> SUPPLIED RECORDS:
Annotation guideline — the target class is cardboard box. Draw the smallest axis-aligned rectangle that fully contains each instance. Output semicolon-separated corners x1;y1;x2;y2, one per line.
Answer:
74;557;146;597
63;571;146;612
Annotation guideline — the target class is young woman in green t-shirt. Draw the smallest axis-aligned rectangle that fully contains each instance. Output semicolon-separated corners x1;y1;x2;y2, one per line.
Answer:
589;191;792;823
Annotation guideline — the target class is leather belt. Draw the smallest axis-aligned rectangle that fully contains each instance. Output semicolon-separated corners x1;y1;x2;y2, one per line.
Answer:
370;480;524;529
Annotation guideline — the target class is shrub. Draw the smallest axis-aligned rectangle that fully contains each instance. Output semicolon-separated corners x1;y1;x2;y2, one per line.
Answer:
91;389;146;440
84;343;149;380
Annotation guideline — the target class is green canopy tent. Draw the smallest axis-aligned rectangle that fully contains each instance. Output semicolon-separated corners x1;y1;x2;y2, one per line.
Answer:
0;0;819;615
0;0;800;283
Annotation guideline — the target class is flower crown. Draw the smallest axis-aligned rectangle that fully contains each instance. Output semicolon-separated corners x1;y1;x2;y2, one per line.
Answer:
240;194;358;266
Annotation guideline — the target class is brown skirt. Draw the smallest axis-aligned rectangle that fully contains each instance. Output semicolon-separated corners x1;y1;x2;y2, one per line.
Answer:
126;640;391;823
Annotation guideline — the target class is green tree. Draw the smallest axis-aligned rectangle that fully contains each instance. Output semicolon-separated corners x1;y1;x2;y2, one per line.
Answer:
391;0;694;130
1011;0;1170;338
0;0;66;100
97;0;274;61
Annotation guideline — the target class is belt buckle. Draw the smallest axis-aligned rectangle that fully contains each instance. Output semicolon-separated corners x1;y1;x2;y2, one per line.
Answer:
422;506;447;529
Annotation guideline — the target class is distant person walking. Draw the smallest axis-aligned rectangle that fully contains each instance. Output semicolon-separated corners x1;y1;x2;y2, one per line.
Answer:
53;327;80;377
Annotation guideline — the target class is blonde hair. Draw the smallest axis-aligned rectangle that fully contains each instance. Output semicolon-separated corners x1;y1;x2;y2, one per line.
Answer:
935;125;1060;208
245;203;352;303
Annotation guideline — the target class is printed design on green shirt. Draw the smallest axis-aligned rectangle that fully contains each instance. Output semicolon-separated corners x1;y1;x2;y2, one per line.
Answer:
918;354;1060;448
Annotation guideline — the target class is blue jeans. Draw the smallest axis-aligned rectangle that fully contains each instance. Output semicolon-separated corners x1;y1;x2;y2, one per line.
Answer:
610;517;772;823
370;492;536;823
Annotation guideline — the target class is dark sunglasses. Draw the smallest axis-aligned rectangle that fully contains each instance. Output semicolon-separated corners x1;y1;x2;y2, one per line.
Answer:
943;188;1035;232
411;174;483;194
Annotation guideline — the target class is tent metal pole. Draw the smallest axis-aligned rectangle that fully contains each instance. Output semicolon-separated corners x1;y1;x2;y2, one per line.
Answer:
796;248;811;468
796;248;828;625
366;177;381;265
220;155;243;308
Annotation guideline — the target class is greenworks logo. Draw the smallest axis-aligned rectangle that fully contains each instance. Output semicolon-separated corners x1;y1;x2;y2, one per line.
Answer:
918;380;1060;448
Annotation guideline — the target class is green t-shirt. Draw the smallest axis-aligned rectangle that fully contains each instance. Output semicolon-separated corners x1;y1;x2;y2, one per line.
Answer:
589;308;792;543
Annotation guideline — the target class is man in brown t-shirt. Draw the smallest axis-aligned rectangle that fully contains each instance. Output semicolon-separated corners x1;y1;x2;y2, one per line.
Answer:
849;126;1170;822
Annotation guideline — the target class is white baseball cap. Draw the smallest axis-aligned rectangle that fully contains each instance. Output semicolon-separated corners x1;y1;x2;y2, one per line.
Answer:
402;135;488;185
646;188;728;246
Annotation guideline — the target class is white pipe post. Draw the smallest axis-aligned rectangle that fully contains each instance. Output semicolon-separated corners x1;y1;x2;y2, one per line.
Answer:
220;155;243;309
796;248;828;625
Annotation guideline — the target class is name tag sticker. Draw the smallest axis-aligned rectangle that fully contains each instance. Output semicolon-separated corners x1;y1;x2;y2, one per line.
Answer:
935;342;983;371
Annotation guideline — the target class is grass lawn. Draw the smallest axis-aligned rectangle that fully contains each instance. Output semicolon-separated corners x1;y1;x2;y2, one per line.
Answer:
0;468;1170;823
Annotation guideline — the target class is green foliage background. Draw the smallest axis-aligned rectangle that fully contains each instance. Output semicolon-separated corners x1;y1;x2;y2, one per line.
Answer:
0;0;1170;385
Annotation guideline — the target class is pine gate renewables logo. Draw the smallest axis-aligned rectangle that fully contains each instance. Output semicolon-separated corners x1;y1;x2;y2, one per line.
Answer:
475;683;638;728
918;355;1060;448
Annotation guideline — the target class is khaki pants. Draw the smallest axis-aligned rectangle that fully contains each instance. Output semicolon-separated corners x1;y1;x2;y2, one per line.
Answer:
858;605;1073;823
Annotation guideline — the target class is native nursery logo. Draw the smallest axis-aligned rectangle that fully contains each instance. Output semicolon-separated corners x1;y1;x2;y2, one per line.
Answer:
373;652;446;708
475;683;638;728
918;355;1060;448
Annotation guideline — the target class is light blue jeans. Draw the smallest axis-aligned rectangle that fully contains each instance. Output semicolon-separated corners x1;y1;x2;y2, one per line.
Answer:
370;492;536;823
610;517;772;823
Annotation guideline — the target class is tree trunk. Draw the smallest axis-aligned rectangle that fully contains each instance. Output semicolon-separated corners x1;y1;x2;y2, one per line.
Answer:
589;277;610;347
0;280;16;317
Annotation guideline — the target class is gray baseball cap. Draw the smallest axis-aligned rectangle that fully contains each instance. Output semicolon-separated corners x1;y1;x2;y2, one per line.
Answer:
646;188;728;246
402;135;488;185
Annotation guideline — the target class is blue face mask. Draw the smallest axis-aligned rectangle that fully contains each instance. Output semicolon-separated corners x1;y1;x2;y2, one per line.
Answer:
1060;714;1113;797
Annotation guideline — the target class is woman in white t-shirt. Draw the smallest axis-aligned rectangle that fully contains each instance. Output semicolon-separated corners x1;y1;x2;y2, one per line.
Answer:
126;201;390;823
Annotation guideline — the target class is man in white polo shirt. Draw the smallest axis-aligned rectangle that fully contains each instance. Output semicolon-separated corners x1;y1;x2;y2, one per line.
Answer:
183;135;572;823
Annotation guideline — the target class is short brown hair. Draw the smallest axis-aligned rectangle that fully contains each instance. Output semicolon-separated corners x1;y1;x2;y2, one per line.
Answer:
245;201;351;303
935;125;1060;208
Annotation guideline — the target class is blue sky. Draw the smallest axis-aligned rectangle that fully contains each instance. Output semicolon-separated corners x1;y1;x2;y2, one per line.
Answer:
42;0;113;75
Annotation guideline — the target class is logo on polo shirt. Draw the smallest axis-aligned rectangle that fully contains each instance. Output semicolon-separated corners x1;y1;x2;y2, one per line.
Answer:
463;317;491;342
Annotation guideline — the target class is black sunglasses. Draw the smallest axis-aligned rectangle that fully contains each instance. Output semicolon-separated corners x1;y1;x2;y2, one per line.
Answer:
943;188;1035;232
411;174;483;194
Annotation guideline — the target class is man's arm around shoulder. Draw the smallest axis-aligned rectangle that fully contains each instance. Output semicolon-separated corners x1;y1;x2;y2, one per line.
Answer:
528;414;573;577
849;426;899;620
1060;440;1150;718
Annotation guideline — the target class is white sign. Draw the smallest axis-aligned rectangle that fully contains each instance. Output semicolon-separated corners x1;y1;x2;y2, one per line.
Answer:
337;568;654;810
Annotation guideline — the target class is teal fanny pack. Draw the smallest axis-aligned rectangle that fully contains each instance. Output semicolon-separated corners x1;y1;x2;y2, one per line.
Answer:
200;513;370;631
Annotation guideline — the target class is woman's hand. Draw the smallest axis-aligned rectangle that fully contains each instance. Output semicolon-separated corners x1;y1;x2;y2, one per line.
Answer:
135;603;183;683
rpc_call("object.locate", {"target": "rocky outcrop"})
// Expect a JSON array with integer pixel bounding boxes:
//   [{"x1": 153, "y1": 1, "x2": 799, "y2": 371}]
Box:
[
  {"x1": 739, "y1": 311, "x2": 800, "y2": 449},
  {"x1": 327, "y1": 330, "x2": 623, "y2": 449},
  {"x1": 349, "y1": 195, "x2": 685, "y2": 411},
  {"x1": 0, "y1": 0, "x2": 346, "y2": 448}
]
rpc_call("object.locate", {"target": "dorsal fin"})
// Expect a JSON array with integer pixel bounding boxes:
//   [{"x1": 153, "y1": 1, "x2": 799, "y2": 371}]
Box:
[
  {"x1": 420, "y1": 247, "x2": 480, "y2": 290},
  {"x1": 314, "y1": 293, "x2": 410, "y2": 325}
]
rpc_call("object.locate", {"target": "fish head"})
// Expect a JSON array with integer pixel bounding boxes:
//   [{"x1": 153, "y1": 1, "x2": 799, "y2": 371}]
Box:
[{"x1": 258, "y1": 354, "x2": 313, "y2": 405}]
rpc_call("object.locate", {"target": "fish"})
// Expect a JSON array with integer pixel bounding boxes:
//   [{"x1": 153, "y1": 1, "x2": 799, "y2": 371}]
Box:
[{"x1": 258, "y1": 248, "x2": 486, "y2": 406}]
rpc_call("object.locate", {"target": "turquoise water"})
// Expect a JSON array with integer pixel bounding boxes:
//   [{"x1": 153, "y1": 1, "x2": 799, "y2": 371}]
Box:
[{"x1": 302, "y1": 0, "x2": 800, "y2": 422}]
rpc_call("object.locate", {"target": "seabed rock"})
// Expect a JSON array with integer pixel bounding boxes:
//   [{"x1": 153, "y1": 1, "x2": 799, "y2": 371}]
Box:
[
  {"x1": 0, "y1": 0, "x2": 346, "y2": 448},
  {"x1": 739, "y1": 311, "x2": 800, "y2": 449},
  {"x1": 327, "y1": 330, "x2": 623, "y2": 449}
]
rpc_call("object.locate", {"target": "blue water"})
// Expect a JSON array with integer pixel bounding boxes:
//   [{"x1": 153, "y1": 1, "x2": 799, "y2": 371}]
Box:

> THE PROBLEM: Can you return the lines from the start of the records through the line containing "63;571;146;612", inclusive, reproducing them verbatim?

> ANSWER TO THE TASK:
Annotation guideline — the target class is cardboard box. Draw the smallest axis-aligned rectangle that fully contains each instance. Output semicolon-separated corners x1;y1;x2;y2, one per line.
Answer:
74;557;146;597
63;571;146;612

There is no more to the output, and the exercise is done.